═══ Record extracts

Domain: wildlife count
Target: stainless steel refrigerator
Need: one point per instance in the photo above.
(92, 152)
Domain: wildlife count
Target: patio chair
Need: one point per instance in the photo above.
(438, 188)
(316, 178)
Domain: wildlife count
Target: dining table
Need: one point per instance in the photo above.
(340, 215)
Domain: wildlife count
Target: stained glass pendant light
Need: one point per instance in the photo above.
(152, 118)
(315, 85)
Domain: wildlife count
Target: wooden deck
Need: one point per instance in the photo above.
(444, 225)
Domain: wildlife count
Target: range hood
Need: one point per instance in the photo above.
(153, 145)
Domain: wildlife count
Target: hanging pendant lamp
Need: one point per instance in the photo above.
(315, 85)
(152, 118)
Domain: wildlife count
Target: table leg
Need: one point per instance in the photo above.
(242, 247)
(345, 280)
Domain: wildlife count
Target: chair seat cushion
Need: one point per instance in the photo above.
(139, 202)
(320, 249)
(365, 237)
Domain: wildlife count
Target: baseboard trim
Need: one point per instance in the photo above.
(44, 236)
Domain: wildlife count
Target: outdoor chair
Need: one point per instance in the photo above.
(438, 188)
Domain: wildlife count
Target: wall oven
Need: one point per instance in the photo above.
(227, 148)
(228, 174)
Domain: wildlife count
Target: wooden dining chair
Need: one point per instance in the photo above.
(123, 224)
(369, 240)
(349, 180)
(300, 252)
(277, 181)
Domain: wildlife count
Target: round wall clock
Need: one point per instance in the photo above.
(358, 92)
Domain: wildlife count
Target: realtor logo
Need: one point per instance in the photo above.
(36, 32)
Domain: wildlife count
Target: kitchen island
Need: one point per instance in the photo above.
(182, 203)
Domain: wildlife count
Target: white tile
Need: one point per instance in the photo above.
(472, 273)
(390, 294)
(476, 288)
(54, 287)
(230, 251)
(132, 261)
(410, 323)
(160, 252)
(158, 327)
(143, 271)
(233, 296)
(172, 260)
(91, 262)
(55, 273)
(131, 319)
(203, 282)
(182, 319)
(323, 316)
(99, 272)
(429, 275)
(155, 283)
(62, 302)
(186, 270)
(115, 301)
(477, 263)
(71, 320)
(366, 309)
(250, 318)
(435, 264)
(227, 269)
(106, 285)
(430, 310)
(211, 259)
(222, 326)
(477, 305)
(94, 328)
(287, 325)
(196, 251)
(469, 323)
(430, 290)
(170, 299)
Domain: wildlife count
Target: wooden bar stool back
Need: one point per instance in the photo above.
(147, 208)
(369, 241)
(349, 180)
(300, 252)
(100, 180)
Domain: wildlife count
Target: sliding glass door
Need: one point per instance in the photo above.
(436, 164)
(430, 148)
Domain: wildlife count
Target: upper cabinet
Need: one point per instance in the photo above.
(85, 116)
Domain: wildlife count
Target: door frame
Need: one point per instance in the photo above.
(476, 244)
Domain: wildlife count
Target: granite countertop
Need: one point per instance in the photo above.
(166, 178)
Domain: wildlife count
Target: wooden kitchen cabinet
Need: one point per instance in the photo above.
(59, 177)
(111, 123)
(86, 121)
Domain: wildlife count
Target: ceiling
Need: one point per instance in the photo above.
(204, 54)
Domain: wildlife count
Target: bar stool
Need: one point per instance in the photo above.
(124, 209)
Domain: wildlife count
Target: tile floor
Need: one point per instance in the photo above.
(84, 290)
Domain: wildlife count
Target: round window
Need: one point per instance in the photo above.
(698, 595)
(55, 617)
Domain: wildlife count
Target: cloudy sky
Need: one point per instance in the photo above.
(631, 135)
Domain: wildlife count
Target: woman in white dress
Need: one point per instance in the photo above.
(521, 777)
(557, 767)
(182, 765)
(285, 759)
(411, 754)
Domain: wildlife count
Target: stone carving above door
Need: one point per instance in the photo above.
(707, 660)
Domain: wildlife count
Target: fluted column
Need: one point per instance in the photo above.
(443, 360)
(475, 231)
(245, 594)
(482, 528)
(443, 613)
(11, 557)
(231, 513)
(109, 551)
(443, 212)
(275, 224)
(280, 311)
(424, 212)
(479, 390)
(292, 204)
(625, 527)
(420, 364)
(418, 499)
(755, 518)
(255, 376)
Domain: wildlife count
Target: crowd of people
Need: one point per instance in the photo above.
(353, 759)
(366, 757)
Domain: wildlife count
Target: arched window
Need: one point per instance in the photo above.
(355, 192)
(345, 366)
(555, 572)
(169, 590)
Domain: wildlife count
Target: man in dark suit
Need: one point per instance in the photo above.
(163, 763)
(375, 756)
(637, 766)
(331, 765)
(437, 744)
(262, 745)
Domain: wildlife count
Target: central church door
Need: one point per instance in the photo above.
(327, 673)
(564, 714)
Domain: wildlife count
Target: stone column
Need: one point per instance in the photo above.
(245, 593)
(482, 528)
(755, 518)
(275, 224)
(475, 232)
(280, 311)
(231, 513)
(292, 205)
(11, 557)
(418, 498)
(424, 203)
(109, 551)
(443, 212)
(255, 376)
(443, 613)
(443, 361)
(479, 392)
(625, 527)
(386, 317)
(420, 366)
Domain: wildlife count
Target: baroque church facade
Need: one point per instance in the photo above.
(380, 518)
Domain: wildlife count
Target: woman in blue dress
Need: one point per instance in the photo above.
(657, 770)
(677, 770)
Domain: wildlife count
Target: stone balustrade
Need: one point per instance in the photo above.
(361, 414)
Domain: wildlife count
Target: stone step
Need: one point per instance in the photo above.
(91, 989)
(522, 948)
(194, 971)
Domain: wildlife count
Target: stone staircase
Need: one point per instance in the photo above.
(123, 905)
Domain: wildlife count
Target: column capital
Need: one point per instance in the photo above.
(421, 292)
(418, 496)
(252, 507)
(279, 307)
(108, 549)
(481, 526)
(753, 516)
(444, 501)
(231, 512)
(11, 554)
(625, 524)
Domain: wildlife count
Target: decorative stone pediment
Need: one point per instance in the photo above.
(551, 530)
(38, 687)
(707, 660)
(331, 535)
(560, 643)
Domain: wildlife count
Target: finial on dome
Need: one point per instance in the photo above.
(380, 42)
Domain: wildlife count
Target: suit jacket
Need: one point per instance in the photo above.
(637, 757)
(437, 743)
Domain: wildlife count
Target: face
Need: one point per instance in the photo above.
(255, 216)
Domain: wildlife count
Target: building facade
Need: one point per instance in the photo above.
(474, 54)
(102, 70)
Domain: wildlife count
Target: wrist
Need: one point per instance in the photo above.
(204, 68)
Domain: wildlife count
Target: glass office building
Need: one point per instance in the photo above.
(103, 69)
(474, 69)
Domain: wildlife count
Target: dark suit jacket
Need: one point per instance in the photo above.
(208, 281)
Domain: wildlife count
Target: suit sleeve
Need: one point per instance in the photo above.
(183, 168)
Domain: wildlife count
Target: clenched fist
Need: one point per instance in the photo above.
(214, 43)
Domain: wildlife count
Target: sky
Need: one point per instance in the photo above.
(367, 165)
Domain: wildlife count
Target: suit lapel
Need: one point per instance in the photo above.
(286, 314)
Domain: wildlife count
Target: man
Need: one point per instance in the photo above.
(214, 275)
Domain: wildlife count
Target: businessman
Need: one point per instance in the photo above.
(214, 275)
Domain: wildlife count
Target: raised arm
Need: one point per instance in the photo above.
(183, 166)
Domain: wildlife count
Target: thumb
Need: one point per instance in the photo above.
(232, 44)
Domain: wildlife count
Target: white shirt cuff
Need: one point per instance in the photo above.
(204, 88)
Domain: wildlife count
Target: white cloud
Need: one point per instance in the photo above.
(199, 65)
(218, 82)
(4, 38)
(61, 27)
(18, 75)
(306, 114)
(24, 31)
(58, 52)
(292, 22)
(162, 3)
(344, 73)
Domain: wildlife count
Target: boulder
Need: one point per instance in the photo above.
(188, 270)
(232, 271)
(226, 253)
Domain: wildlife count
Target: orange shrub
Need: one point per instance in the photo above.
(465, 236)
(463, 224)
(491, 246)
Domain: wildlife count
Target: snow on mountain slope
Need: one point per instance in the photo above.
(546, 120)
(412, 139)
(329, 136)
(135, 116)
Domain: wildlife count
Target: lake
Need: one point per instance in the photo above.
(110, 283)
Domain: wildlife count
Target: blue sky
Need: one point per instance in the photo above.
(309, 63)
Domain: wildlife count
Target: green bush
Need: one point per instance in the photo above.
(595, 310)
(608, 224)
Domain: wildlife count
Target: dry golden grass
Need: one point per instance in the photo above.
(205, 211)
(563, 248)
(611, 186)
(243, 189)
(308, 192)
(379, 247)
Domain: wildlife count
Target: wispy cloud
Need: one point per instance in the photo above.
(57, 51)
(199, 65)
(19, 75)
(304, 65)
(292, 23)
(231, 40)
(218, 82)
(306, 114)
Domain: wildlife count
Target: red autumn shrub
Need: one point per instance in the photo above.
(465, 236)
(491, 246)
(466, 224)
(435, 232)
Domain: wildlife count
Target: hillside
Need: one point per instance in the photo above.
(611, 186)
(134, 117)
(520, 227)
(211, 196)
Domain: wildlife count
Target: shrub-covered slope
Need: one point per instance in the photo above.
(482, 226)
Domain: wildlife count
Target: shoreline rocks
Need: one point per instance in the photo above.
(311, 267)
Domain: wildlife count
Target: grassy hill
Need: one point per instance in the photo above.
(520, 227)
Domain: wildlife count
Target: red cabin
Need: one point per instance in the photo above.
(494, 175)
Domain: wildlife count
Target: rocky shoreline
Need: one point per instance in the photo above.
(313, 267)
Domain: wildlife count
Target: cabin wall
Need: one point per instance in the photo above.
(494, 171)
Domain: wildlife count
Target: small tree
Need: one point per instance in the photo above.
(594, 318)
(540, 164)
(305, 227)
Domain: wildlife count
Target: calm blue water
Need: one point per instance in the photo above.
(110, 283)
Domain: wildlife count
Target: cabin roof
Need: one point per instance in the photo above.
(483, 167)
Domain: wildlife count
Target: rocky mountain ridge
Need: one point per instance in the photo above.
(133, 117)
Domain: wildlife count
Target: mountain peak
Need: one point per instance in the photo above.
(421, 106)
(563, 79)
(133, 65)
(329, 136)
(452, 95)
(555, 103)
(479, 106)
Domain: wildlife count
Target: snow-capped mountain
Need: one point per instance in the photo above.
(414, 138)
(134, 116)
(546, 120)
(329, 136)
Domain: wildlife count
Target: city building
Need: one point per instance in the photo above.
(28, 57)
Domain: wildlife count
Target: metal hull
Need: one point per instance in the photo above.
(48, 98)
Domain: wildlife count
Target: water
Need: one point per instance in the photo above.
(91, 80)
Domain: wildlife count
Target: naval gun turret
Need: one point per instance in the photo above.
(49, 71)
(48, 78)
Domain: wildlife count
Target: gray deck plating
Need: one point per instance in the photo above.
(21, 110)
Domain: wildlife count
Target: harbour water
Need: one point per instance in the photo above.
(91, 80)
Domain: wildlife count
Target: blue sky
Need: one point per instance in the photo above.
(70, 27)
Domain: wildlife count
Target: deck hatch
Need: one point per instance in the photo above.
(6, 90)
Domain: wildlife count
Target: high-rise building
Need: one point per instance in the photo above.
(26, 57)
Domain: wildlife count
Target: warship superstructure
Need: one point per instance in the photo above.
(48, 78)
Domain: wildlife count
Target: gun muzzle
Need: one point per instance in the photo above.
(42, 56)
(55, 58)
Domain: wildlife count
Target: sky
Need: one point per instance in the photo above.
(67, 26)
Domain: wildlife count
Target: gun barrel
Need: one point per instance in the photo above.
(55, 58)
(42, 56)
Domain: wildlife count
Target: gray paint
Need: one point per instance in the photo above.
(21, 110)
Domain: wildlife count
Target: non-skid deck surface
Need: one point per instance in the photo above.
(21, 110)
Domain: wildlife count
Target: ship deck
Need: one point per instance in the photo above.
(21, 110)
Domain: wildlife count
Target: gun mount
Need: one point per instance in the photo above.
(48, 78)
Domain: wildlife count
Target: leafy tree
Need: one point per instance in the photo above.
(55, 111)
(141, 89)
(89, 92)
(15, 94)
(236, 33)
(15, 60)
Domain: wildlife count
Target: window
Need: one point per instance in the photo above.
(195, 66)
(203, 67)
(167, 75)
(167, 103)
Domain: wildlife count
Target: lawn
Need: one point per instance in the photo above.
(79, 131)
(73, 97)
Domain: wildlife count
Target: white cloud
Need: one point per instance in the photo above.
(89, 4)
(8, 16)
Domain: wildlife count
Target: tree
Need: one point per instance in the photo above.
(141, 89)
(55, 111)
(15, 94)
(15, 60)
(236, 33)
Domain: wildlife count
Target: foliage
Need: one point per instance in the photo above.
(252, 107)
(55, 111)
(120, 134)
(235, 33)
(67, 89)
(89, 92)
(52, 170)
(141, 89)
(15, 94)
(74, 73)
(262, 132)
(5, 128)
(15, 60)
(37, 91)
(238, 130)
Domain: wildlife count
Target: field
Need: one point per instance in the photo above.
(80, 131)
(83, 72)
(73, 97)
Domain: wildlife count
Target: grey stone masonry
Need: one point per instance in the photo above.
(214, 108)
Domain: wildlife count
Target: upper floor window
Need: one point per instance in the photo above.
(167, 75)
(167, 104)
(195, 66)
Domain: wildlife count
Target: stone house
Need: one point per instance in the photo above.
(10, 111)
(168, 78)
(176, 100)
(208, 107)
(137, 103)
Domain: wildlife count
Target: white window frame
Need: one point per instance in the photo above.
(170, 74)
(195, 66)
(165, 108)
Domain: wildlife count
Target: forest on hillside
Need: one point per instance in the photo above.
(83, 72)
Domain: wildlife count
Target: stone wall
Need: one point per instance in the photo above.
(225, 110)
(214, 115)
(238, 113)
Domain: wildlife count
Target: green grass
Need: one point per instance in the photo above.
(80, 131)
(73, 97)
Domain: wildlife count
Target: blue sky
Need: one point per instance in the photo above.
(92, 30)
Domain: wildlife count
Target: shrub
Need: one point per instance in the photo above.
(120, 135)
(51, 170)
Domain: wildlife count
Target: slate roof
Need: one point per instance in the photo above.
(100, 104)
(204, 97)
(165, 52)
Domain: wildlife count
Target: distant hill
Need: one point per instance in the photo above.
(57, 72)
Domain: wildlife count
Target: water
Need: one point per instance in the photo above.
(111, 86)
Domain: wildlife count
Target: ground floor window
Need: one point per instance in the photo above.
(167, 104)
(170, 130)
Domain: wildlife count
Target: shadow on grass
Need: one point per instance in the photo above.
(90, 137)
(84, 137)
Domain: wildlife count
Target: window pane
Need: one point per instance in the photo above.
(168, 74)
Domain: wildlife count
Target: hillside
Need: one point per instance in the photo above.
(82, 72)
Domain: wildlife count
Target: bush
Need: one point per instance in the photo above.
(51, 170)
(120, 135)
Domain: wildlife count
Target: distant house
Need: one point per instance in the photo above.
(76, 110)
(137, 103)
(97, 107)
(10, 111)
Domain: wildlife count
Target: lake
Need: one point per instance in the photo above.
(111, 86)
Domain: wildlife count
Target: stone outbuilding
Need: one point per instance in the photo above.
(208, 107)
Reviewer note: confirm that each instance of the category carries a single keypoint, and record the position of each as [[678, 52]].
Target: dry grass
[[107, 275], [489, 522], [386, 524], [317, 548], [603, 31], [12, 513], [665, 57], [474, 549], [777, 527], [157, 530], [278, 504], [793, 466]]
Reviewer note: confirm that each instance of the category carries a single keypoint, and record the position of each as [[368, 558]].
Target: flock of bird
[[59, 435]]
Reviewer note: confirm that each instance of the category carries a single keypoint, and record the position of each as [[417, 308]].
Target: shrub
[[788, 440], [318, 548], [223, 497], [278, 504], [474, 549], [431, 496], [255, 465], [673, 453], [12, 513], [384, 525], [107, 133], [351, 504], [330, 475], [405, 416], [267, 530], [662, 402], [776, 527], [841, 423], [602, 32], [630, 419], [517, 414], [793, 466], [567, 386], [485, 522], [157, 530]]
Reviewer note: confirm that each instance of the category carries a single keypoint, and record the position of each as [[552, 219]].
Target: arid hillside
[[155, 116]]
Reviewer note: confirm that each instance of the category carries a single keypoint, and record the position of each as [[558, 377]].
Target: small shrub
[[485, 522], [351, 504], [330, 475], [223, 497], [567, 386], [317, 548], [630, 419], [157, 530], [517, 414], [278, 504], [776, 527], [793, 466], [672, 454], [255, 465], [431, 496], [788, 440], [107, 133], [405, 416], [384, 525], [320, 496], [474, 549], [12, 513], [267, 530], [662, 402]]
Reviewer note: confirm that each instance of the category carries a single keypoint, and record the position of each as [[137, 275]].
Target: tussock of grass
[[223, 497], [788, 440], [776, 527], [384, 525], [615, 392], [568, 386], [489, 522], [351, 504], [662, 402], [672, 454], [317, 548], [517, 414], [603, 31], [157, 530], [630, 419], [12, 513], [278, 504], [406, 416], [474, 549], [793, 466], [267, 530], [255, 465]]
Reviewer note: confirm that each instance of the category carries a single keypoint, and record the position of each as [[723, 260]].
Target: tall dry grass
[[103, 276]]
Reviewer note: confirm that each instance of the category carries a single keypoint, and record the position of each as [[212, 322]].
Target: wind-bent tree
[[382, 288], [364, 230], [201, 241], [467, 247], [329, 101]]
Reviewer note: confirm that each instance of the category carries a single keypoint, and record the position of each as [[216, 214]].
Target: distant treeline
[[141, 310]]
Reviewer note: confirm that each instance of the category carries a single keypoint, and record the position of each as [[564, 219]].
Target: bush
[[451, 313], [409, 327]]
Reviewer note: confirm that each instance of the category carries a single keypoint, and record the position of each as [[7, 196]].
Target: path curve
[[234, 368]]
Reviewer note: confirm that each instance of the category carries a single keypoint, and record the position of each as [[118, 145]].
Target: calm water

══════

Task to complete: Each line from the one containing "as [[118, 145]]." through the end of the entries, both included, is to be returned exactly, with no other lines.

Task output:
Reviewer note: confirm that each instance of the category carries a single keypoint, and record the position of each as [[118, 145]].
Target: calm water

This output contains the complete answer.